-- start ENTRIES PROVIDED --

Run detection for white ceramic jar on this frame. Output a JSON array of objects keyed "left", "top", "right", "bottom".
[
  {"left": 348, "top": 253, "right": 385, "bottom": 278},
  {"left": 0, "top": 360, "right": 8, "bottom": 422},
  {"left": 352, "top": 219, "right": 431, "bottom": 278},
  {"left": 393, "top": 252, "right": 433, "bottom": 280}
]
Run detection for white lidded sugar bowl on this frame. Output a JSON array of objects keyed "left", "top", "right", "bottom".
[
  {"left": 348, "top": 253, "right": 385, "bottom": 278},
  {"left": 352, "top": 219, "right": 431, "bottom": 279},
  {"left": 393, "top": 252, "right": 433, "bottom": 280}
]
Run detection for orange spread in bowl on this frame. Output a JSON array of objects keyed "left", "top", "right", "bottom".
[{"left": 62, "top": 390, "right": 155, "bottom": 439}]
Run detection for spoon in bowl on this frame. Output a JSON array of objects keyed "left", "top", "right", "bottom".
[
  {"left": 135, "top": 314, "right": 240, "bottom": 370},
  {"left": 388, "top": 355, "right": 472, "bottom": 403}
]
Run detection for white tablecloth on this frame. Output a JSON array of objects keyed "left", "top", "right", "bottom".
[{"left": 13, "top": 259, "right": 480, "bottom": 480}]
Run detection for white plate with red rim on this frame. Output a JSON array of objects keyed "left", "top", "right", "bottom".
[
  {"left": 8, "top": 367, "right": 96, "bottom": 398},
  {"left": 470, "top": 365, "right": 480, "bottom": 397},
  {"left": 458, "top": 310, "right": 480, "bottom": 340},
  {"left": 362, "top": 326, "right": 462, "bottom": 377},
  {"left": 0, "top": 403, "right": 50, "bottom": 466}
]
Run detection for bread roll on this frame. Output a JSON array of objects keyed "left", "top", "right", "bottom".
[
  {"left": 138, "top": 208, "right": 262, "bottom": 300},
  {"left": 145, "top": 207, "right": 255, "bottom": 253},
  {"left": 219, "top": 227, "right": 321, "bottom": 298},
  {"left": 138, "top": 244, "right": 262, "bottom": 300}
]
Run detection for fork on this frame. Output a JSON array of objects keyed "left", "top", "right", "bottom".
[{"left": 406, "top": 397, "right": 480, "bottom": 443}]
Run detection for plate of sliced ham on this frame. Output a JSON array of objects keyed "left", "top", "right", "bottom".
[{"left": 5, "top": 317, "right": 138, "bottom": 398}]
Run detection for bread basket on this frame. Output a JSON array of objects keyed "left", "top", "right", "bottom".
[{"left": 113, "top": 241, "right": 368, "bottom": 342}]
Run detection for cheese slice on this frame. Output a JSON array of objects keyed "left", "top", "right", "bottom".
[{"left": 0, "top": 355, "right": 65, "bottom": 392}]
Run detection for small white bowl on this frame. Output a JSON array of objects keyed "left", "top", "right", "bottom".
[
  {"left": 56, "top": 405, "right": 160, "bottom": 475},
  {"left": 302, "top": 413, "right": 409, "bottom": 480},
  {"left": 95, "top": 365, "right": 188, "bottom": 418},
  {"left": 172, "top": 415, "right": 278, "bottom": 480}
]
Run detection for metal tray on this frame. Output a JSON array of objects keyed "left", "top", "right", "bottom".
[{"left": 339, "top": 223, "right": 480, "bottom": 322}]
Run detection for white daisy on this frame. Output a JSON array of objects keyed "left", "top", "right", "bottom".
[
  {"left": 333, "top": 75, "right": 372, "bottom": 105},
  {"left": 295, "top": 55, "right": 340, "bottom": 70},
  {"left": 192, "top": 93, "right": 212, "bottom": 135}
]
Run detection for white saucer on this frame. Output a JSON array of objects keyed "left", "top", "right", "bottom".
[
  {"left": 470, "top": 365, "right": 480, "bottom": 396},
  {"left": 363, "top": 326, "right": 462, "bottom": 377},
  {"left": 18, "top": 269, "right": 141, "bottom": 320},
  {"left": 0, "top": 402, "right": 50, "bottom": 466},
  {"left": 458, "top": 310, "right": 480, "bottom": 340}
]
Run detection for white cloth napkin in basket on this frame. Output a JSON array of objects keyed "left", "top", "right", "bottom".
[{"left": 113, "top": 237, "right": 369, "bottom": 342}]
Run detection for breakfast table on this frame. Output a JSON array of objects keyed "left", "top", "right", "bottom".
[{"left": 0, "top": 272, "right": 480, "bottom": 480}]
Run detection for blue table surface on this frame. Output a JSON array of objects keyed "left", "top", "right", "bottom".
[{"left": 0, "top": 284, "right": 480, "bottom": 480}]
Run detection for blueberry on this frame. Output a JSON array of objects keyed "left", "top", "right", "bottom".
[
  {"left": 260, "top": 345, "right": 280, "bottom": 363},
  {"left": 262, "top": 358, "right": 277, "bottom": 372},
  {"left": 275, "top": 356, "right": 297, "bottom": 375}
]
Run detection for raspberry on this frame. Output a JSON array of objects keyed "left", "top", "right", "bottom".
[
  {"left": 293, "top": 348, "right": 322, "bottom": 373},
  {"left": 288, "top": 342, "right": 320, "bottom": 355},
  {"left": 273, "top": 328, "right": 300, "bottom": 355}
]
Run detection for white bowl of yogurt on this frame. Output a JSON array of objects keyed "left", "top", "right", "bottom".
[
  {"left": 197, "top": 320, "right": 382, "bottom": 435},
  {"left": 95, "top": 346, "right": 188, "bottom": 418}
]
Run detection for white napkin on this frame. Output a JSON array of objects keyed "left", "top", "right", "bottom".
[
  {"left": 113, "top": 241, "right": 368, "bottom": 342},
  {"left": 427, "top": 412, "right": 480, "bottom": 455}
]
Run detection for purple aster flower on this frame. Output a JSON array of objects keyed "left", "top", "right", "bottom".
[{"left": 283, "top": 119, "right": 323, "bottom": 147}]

-- end ENTRIES PROVIDED --

• REQUEST
Count the lines in the material above that contain the string "basket", and reply with that number alone.

• WRITTEN ANSWER
2